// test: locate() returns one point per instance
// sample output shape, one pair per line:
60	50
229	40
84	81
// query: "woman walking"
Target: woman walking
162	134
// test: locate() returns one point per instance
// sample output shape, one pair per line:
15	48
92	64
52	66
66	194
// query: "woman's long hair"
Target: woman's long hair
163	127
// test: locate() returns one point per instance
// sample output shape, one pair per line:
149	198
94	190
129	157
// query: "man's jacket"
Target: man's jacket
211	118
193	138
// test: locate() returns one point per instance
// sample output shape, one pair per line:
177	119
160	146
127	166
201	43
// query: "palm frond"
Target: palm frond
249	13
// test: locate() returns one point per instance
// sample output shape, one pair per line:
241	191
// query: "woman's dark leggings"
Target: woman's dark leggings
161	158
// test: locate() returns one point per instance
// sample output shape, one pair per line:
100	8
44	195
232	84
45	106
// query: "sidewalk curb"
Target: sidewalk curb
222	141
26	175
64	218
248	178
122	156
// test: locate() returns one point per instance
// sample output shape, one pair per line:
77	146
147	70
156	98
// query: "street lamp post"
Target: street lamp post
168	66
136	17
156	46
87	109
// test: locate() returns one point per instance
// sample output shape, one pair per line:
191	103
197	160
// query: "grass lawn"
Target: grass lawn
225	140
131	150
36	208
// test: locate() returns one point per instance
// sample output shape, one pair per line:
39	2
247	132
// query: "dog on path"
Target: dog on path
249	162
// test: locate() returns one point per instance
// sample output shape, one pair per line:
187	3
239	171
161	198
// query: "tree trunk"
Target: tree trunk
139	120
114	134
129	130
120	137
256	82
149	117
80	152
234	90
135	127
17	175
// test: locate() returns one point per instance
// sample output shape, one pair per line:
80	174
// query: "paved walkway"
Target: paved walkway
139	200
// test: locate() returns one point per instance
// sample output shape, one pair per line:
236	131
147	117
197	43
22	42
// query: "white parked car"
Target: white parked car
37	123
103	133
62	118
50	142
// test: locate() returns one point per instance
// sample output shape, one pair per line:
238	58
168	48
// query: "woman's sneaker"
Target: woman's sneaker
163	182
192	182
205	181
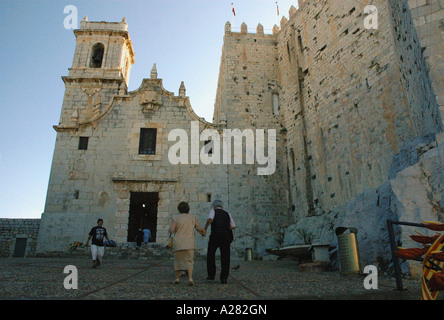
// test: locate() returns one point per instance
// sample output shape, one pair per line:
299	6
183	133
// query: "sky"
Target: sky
183	37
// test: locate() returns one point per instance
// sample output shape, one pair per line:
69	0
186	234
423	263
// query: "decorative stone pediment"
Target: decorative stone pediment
150	101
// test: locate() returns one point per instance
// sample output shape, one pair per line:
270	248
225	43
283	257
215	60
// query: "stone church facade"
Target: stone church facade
342	100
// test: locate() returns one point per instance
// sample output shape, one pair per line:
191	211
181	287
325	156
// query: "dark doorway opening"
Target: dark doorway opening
20	248
143	214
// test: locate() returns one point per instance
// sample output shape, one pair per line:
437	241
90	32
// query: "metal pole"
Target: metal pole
396	267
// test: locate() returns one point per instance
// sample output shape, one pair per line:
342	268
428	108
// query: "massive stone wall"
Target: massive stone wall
428	17
350	98
23	229
248	99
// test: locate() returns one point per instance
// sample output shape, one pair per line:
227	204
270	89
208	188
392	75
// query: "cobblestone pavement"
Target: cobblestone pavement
135	279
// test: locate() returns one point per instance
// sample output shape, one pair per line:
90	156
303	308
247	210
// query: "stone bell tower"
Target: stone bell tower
100	69
98	77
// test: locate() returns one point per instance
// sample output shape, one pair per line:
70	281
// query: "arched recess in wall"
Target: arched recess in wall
97	52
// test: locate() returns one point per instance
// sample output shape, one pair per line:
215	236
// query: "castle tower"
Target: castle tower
100	69
98	76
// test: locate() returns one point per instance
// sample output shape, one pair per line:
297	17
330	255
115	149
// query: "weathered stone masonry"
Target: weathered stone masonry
18	230
343	101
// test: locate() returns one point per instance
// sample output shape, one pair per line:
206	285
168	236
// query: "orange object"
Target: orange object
428	272
436	282
411	254
424	239
436	226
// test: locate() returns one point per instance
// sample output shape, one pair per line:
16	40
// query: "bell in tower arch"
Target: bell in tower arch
97	55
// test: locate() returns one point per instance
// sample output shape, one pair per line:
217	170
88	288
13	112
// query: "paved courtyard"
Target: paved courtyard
152	278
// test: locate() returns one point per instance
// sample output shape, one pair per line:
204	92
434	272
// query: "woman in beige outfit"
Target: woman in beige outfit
183	244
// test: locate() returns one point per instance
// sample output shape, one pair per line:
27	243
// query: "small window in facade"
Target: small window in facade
83	143
97	55
275	104
147	143
301	47
209	146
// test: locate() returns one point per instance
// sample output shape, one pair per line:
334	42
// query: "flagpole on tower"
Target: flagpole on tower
234	14
277	8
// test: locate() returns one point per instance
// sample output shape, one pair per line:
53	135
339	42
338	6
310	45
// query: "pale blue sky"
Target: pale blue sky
184	39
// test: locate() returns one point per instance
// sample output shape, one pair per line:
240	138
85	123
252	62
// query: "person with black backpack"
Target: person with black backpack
222	225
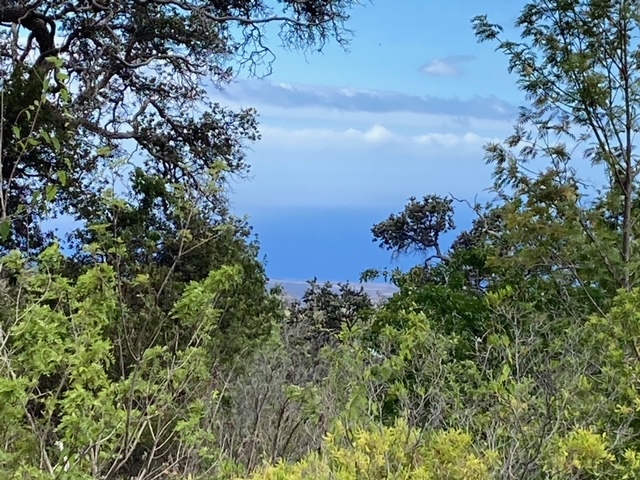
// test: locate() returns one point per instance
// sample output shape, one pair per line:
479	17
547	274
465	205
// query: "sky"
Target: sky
348	137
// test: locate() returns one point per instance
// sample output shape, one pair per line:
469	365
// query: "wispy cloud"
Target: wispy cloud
377	135
296	96
446	67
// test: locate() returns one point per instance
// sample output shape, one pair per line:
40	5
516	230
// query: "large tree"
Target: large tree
138	74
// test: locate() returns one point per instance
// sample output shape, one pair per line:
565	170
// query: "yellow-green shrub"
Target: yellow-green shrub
397	452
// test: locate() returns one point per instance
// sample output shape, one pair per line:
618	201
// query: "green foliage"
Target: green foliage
397	452
60	388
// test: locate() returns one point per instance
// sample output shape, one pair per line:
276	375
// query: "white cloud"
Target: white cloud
446	67
293	97
377	135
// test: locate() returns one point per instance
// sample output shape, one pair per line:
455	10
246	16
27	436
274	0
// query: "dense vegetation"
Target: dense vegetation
146	345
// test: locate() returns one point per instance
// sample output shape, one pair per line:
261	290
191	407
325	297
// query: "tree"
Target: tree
417	228
139	71
577	63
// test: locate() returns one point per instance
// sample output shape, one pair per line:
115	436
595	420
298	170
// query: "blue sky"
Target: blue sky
349	136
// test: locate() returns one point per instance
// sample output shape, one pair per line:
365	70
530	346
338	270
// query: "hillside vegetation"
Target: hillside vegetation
146	344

━━━━━━━━━━

__Written problem__
Please pull out every line in the items above that contains the string "opening", matching case exactly.

__Written answer__
// query: "dark doorway opening"
Target: dark doorway opening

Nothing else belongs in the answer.